[EXTRACTED TEXT]

GMA Pictures announced their first foray to animated feature films, which both released in 2026: Carl Joseph Papa's docudrama 58th about the Maguindanao massacre, and Mervin Malonzo's Ella Arcangel: Awit ng Pangil at Kuko, based on a 2017 komik Ella Arcangel by Julius Villanueva. 58th was also GMA Pictures' first feature film ever to be selected at the International Film Festival Rotterdam as a part of Harbour program.

Another Liongoren film was the superhero romantic comedy film Zsazsa Zaturnnah (2026), based on a komik of the same name by Carlo Vergara.

The Lovers, an urban fantasy romantic thriller short film by Studio Heartbreak, follows Sara Lim Baylon, a reluctant seafood chef, develops a forbidden romantic relationship with a sirena.

== Themes and interpretations ==

One of the early examples of Philippine adult animation, The Criminal (1981), a short film depicts the titular character walking around in a house after escaped the prison from death sentence. This scene's use of guillotine indicates death.

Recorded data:
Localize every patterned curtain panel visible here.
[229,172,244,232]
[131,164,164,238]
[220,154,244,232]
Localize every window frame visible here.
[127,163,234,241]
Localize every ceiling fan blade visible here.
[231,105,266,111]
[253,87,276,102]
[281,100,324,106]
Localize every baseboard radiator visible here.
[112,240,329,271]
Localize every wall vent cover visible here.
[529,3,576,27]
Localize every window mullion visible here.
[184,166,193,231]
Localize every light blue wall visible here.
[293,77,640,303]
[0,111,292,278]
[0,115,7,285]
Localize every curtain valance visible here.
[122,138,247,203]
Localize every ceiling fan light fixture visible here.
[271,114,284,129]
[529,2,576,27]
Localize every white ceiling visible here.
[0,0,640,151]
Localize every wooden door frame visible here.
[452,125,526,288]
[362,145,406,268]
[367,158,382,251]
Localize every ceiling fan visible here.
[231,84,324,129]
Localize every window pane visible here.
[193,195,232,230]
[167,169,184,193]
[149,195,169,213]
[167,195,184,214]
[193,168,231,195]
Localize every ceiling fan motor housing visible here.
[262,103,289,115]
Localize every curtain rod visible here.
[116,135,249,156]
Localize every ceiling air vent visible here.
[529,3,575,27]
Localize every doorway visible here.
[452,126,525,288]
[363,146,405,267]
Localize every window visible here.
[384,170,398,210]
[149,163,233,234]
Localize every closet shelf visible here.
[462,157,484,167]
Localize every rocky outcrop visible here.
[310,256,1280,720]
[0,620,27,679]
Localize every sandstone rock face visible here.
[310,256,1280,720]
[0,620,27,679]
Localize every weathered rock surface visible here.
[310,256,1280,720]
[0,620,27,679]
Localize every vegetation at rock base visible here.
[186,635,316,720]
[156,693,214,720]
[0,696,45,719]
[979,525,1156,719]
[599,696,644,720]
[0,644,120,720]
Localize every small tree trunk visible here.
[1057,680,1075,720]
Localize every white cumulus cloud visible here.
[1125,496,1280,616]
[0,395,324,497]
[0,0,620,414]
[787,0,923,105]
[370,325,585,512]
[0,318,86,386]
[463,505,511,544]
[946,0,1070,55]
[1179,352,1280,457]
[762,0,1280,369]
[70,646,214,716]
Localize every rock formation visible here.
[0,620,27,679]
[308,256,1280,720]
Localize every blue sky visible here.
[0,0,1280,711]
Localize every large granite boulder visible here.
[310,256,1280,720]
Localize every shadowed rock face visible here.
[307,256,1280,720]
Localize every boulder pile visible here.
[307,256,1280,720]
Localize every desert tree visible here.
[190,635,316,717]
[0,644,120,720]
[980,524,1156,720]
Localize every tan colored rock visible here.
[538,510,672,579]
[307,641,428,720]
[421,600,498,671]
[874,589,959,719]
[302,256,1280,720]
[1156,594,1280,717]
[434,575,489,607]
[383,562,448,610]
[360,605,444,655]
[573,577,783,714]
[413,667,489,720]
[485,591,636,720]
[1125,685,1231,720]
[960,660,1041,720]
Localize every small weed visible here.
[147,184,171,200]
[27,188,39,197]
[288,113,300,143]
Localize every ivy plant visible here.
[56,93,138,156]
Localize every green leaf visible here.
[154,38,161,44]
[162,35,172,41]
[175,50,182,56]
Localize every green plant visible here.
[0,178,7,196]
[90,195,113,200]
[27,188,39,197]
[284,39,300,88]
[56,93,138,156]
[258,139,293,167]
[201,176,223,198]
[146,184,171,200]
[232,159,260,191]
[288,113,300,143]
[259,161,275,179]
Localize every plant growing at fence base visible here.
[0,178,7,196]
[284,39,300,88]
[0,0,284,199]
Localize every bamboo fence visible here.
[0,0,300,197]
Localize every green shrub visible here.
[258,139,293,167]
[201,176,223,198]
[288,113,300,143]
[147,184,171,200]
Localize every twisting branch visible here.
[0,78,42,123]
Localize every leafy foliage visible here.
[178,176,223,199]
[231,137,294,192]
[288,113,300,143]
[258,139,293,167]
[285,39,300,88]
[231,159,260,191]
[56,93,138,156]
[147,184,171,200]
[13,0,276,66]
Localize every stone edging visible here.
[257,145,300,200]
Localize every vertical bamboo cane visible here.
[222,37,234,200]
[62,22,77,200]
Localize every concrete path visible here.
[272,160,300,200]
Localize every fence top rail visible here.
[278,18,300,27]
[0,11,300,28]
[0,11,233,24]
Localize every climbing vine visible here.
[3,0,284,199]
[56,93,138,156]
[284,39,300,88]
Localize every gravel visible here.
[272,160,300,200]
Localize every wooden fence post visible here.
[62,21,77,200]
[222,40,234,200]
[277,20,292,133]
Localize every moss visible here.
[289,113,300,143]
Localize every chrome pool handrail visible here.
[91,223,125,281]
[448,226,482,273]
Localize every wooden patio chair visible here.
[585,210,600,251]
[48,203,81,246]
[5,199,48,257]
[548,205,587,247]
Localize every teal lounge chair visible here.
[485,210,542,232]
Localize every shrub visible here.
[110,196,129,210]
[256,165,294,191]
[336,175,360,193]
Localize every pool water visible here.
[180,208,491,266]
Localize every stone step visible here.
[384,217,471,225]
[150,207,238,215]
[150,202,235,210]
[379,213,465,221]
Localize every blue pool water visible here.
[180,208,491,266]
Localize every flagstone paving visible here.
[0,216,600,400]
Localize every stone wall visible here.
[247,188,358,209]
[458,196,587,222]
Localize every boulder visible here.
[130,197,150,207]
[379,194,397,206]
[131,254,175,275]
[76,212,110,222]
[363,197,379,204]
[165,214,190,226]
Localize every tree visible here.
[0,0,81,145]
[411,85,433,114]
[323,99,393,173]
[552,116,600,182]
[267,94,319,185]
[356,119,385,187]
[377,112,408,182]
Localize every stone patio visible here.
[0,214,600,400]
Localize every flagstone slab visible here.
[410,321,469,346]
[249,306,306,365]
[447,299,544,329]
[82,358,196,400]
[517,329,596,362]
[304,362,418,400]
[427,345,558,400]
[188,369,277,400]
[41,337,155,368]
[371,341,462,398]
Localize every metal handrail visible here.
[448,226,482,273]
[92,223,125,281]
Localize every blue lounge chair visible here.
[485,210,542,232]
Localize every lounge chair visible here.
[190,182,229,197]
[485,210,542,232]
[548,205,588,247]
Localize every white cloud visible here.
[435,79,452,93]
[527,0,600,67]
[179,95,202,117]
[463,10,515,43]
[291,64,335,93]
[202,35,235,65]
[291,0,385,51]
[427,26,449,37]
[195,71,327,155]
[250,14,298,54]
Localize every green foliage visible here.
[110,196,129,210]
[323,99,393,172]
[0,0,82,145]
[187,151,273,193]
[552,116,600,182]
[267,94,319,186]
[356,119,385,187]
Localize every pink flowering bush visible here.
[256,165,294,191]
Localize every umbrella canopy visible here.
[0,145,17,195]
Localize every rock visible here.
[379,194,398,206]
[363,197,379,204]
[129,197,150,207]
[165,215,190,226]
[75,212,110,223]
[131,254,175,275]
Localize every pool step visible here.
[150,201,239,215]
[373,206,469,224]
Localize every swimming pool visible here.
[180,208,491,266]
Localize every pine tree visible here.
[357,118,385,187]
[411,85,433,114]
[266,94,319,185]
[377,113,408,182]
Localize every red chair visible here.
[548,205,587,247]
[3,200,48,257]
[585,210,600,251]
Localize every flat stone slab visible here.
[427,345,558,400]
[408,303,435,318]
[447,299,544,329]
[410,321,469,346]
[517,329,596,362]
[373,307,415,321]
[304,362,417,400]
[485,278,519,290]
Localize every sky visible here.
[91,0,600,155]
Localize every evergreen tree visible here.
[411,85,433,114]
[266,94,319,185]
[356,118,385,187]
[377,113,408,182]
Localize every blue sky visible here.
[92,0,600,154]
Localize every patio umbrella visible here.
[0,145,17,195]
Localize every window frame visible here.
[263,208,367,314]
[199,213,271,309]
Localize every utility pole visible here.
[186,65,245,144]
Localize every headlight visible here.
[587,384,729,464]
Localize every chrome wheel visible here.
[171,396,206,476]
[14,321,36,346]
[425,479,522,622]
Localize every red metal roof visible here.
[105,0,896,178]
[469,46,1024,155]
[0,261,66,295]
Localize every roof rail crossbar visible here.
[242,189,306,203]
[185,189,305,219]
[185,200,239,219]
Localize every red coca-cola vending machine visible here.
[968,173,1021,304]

[TASK DESCRIPTION]
Could you continue the text on Philippine adult animation from where it stops?

[TASK RESULT]
It covers varieties of thematic elements, which presents the country's socio-political issues, values, mythology, and even folklore. The prominent use of themes in animation stress the importance of family, friendship, love, and faith, while others struggle with abuse, corruption, sexuality, social class, and war. Many elements that are relatable to Filipinos including addiction, cancer, child abuse, death, depression, dysfunctional families, homelessness, pollution, poverty, social issues, suicide, and teenage pregnancy.

Arnold Arre is one of notable examples with his short films, known for exploring themes of death, resistance, identity, and the timeless struggle for freedom, including Milkyway (2013), Lakas ng Lahi (2014), and Himbing (2016).